YOUR INSTRUCTIONS ▸ Below are records; copy exactly the line containing "Target: blackberry" and every line after it, through the last.

[Collected data entries]
━━━━━━━━━━━━━━━━━━━━━━━━━━━━━━

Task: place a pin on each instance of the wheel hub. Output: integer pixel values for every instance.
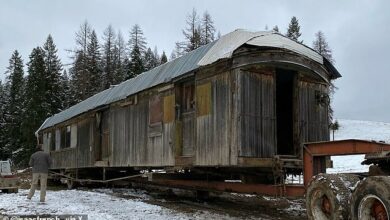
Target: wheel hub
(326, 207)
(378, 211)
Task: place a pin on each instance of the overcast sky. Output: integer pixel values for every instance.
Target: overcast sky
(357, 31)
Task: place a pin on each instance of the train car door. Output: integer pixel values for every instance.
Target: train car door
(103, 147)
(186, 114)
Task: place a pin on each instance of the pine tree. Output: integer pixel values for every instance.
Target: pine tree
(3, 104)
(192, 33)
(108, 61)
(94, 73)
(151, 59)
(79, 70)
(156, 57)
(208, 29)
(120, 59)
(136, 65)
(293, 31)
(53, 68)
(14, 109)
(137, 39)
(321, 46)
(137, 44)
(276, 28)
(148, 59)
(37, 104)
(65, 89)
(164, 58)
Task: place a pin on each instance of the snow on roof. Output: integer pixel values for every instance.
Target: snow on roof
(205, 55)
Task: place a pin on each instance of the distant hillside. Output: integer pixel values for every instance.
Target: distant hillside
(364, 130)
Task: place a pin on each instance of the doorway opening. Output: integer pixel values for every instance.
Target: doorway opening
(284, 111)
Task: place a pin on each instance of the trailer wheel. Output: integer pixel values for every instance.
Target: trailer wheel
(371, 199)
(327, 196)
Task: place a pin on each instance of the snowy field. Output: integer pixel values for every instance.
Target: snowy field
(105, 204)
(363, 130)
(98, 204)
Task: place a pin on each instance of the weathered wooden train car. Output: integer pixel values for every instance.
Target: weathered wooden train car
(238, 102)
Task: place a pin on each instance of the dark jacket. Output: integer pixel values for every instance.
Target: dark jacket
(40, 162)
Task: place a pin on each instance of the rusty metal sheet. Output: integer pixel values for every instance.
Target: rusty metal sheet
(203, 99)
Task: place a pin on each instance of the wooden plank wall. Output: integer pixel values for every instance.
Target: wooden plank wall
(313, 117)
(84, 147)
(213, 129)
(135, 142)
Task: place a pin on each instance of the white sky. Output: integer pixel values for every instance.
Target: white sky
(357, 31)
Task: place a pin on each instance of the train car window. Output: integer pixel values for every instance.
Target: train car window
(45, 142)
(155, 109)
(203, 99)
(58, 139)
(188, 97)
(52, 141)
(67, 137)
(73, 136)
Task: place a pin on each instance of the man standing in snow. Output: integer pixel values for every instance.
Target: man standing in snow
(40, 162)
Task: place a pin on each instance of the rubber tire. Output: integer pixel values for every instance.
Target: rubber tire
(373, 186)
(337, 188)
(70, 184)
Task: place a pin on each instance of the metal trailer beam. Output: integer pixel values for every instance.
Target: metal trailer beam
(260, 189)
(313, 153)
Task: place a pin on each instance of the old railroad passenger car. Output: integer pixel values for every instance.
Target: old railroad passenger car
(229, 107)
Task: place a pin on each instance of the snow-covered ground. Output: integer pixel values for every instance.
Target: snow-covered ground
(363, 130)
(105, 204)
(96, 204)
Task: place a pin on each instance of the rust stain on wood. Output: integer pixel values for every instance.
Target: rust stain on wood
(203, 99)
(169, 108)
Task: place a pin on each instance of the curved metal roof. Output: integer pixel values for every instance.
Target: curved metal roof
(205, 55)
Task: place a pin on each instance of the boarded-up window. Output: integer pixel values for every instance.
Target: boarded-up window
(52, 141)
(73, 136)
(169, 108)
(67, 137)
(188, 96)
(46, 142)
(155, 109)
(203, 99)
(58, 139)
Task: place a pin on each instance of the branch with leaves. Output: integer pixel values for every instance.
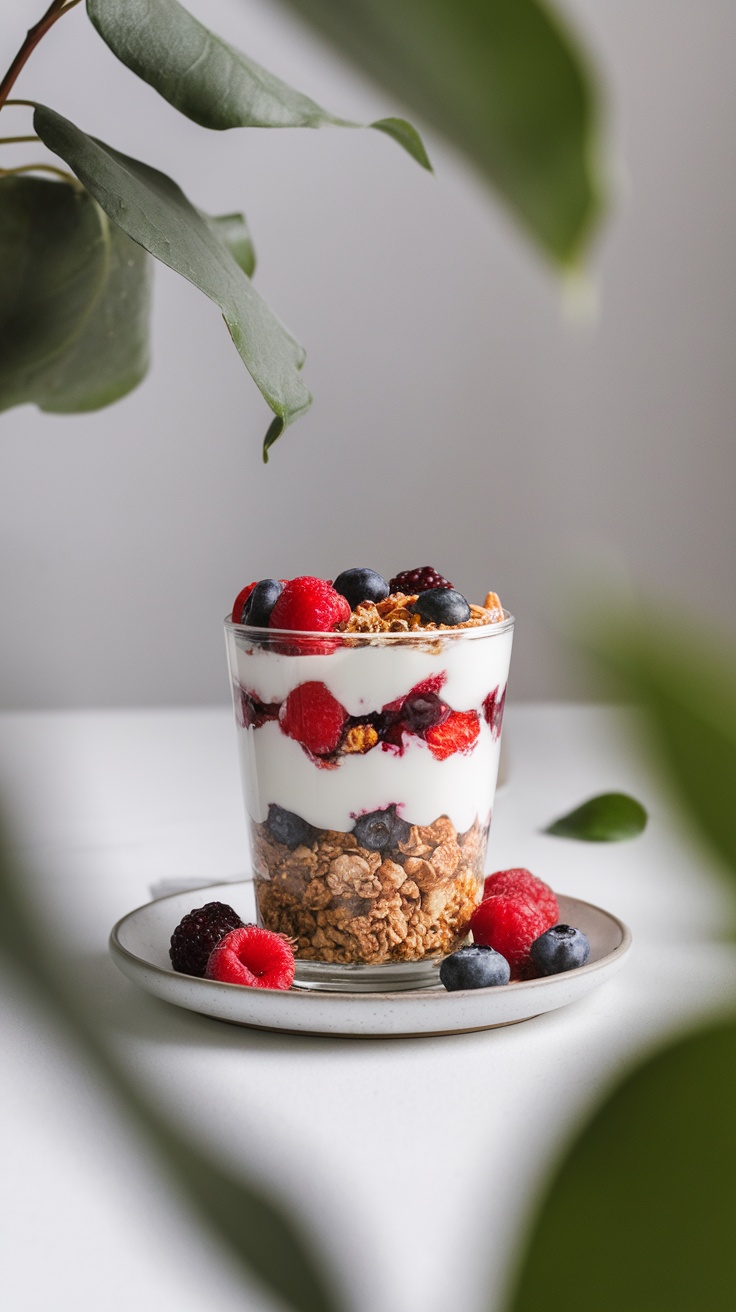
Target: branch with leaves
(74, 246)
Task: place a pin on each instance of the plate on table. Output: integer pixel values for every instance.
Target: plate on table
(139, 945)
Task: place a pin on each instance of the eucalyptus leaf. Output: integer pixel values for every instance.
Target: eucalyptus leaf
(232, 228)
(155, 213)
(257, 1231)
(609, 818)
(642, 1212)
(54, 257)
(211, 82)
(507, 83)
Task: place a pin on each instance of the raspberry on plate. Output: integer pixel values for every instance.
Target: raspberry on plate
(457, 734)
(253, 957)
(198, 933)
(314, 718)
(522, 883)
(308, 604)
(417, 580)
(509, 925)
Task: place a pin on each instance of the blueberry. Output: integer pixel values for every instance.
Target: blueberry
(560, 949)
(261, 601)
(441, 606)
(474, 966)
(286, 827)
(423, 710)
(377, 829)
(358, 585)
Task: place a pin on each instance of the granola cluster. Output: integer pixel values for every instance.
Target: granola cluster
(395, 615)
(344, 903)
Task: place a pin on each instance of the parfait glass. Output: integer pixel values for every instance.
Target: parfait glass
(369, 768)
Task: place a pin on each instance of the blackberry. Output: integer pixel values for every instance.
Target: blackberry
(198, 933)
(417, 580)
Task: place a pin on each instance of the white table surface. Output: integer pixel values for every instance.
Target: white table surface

━━━━━━━━━━━━━━━━━━━━━━━━━━━━━━

ANSWER TO THE EXERCISE ▸
Target: blackberry
(198, 933)
(417, 580)
Task: place a pin on each instance of the white table surface. Output: integer pixel values for every instance.
Target: white table surface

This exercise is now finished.